Das Croissant lebt
Nein, so schlimm ist es mit dem polnischen Essen auch nicht - mit der Grammatik dafür schon! Diese und weitere Geschichten einer stets Herumreisenden.
Letzte Woche hab ich mir mal wieder zwei Tage freigenommen und bin am Donnerstag einmal quer durch die Bundesrepublik bis ins wunderschöne Maastricht gefahren. Dort wollte ich mir die Uni angucken, ihr wisst ja, dass meine Zukunft immer noch ein kleines Fragezeichen ist. Netterweise haben meine Eltern mich begleitet und währenddessen die Stadt angeguckt, die ich wahrscheinlich außerhalb der Weihnachtszeit ohne diese Massen an Lichtern kaum wiedererkennen würde. Trotz einer kleinen Magen-Darm-Geschichte meinerseits hat mir der Uni-Besuch sehr gut gefallen. Aber soweit will ich das Thema gar nicht vertiefen.
Die Unterschiede zu Polen waren deutlich: Natürlich waren die Häuser eine Spur gepflegter und alles irgendwie ordentlicher, dafür aber auch viel viel teurer. "Davon könnte ich meine Monatsmiete bezahlen" war meine Reaktion auf so ziemlich alles. Das wird auf jeden Fall eine Umstellung nach dem Freiwilligendienst: Mit 200€ im Monat werde ich dann so schnell nicht wieder auskommen. Ein bisschen wehmütig werde ich da schon.

▶ **Freitextbeschreibungen von Objekten**
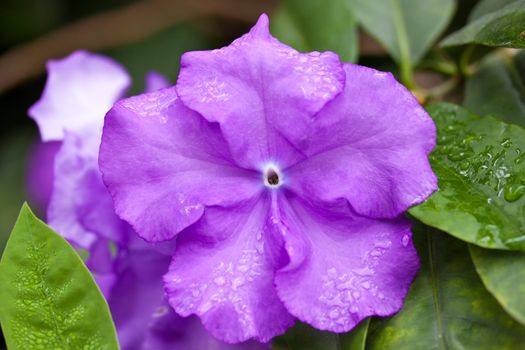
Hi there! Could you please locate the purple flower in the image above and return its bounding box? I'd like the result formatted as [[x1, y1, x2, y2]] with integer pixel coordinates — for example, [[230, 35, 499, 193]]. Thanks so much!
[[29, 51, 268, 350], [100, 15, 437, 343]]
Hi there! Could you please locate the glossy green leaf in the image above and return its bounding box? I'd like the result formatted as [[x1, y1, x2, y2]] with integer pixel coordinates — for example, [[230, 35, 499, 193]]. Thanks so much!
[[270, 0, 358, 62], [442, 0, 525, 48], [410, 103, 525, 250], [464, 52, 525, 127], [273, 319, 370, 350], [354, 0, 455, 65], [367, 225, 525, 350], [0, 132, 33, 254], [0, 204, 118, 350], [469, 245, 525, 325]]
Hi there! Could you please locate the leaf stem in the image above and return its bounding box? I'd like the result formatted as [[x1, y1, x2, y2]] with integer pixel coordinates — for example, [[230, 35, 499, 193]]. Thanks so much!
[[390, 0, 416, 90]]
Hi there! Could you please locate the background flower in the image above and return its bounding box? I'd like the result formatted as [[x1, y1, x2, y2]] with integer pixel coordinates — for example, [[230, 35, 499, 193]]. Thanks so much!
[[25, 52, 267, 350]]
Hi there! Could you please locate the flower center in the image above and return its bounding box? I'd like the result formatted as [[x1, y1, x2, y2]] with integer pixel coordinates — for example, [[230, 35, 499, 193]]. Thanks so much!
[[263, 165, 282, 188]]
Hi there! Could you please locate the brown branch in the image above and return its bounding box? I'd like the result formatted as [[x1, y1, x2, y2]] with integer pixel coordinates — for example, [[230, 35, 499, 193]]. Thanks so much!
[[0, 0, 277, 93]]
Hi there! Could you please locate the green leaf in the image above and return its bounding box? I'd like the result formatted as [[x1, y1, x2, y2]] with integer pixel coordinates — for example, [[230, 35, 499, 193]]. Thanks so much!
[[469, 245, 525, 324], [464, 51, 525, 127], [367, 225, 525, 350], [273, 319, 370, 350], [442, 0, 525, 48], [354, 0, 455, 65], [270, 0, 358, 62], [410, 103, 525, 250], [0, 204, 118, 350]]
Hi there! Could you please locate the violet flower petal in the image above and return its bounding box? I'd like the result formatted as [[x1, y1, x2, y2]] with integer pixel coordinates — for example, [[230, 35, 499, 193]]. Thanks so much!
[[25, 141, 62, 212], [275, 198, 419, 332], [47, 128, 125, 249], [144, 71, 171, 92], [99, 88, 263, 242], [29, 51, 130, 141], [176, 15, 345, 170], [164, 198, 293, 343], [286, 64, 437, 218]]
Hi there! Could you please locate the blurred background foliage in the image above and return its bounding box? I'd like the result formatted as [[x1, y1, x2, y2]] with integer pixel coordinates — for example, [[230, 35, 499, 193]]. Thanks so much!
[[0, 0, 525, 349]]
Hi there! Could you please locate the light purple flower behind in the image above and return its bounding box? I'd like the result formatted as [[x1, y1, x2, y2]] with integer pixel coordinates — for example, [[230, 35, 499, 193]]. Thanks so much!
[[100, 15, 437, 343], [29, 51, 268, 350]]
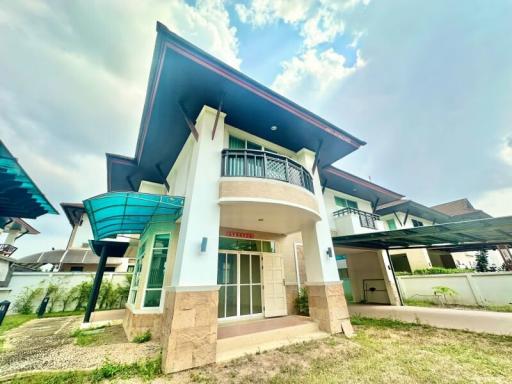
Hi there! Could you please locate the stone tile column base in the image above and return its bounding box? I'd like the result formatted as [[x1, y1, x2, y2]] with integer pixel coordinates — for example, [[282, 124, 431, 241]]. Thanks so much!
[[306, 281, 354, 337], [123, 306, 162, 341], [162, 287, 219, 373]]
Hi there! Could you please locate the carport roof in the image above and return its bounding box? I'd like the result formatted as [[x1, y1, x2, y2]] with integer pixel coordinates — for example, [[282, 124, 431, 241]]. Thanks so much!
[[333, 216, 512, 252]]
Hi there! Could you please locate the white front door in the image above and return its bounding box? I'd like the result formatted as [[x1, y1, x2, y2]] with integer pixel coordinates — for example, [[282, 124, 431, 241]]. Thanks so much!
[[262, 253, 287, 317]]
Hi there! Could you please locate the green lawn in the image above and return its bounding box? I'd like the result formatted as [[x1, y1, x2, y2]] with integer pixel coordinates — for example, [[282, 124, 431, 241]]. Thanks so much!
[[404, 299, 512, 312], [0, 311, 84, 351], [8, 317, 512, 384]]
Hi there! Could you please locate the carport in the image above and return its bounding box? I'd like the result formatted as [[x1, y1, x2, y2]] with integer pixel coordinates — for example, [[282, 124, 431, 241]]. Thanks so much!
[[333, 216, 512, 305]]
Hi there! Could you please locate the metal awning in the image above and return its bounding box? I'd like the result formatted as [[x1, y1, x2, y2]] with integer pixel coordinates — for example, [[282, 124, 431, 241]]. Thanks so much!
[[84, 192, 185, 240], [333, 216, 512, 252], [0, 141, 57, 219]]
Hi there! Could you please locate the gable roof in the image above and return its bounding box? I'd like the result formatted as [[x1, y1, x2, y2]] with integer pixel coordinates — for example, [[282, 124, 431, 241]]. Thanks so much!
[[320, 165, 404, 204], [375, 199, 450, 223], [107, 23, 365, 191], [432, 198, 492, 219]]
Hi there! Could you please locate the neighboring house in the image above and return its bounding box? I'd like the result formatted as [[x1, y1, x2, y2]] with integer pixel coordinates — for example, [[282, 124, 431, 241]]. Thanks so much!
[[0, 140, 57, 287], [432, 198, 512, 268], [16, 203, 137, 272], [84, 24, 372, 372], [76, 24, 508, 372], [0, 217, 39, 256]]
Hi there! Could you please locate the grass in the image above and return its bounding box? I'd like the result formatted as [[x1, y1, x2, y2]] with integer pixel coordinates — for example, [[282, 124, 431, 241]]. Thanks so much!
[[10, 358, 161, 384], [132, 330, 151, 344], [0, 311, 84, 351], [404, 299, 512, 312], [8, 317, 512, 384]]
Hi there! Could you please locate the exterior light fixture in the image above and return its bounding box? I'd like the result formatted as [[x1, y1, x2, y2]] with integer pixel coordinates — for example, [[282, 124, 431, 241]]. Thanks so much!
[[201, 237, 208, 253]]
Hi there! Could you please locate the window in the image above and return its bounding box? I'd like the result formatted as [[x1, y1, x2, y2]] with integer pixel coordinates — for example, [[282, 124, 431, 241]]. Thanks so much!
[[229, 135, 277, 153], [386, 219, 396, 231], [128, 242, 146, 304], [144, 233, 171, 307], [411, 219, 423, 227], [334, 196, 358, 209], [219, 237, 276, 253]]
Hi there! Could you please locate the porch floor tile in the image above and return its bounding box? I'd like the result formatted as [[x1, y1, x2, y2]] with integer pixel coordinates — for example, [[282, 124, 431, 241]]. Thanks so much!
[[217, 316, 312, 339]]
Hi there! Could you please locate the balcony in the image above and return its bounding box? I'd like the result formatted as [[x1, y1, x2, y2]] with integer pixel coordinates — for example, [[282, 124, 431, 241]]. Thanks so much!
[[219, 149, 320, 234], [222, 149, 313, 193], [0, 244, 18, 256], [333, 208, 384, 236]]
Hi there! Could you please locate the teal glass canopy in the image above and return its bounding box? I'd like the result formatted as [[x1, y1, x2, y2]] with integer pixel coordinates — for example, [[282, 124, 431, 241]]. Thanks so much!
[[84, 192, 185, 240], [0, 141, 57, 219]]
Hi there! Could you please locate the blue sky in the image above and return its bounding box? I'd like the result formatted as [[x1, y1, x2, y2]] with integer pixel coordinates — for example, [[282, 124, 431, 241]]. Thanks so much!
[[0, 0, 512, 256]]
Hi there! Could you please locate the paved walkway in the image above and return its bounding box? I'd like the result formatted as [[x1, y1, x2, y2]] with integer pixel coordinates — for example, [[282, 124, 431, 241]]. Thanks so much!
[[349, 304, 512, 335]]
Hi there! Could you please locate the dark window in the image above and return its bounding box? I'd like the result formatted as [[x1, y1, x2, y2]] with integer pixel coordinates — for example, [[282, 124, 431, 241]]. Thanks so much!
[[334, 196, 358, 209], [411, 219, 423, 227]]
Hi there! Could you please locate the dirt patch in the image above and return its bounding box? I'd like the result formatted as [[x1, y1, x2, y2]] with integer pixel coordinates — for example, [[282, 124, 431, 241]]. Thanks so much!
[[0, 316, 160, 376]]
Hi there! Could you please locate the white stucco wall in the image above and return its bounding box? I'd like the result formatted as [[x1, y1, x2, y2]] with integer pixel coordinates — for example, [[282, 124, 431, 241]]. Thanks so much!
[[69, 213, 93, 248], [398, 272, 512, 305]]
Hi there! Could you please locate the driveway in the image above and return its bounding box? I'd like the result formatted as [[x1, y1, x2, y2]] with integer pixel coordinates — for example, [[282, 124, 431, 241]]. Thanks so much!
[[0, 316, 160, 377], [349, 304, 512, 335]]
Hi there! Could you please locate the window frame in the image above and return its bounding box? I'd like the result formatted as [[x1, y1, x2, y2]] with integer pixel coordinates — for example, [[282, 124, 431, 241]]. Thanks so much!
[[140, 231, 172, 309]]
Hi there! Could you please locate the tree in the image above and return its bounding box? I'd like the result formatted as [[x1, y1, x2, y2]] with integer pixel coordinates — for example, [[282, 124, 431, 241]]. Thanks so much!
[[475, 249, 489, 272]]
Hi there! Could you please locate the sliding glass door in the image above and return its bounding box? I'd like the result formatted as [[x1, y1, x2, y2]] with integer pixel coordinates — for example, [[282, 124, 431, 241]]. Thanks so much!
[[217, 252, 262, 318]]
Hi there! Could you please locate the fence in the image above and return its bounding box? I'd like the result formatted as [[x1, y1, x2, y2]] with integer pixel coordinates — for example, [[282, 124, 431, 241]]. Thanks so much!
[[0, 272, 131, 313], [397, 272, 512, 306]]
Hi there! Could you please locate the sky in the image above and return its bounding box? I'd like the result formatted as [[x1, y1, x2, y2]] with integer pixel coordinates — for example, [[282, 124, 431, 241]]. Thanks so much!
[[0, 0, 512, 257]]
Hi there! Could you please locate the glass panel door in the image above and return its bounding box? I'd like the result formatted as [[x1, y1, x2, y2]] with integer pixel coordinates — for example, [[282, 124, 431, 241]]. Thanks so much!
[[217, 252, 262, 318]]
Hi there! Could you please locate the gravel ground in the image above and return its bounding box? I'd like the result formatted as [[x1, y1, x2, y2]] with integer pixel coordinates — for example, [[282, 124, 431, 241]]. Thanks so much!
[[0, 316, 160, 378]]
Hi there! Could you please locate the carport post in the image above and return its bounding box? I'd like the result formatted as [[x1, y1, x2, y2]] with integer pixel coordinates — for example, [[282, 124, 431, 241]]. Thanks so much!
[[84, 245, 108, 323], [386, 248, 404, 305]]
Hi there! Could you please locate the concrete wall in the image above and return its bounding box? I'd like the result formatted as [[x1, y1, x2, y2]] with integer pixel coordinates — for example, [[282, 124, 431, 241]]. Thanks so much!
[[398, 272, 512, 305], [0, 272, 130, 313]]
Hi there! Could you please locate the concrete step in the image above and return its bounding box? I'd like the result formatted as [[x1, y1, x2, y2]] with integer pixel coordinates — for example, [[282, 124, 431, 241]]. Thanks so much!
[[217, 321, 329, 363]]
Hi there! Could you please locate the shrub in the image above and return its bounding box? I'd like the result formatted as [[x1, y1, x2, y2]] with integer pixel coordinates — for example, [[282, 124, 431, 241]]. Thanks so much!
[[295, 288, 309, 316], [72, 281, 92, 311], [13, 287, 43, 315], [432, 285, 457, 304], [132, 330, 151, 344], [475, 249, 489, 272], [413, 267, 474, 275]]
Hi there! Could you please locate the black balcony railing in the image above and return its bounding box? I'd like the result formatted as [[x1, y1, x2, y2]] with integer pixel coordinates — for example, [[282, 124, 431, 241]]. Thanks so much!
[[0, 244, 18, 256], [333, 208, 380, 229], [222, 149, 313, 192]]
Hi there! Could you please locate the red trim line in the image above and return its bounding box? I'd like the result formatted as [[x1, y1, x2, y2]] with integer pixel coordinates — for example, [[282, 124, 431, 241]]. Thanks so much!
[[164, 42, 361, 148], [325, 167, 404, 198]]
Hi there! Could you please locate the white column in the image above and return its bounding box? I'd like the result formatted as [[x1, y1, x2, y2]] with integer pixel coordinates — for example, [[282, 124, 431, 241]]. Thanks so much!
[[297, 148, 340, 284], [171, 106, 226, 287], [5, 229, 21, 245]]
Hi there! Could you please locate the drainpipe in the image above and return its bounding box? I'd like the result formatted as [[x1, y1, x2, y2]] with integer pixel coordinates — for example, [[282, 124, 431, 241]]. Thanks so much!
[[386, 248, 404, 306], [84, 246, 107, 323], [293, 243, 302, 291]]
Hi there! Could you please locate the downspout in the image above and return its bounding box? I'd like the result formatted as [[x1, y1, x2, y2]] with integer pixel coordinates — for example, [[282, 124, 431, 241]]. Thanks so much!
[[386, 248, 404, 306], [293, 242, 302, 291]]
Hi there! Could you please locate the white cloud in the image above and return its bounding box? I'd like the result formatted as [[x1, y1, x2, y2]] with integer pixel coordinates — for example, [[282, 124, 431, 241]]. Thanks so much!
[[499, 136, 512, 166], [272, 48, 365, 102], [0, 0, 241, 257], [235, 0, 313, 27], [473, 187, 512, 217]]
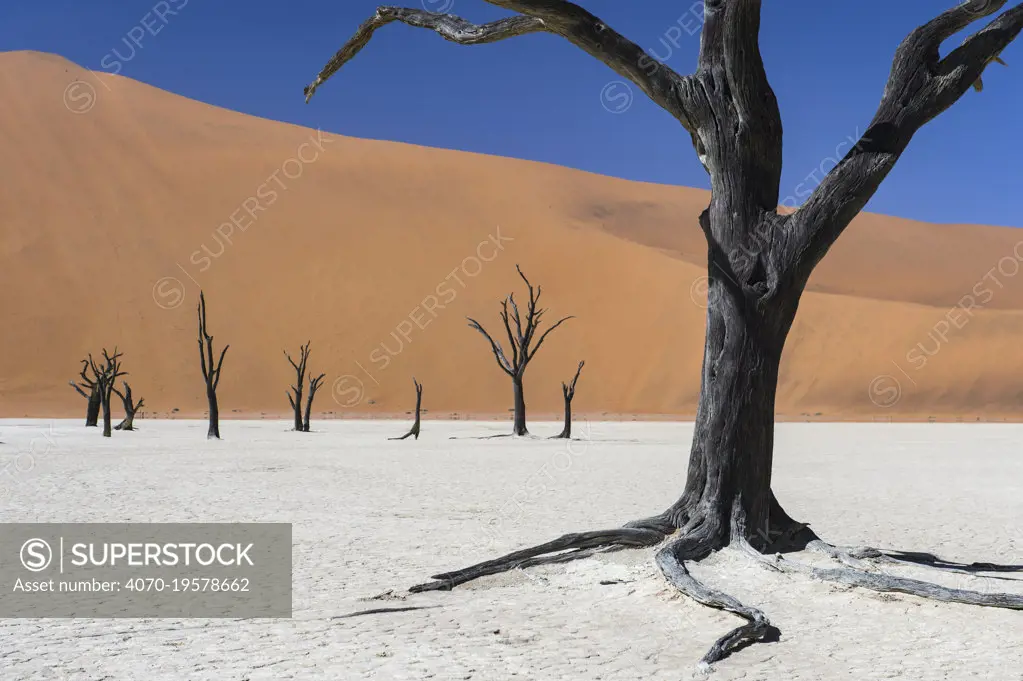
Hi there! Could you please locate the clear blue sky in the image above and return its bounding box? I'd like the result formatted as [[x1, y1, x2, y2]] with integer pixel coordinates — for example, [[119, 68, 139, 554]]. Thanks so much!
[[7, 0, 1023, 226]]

▶ **ZU BEARBEITENDE AUFGABEN**
(a) Beantworte anhand des Textes über den Besuch in Maastricht kurz die folgenden Fragen:
(i) Bis in welche Stadt ging die Fahrt am Donnerstag?
(ii) Wer war auf der Reise mit dabei und sah sich währenddessen die Stadt an?
(iii) Welcher Betrag pro Monat wird im Zusammenhang mit dem Freiwilligendienst genannt?
(b) Kopiere aus dem Text über den Besuch in Maastricht wortgetreu den Abschnitt, der mit den Worten „Das Croissant lebt“ beginnt, und höre nach „einer stets Herumreisenden.“ auf.
Für die Bearbeitung werden die Datensätze nicht gebraucht.

▶ **LÖSUNGEN**
(a)
(i) Bis nach Maastricht.
(ii) Die Eltern.
(iii) 200€ im Monat.

(b)
Das Croissant lebt
Nein, so schlimm ist es mit dem polnischen Essen auch nicht - mit der Grammatik dafür schon! Diese und weitere Geschichten einer stets Herumreisenden.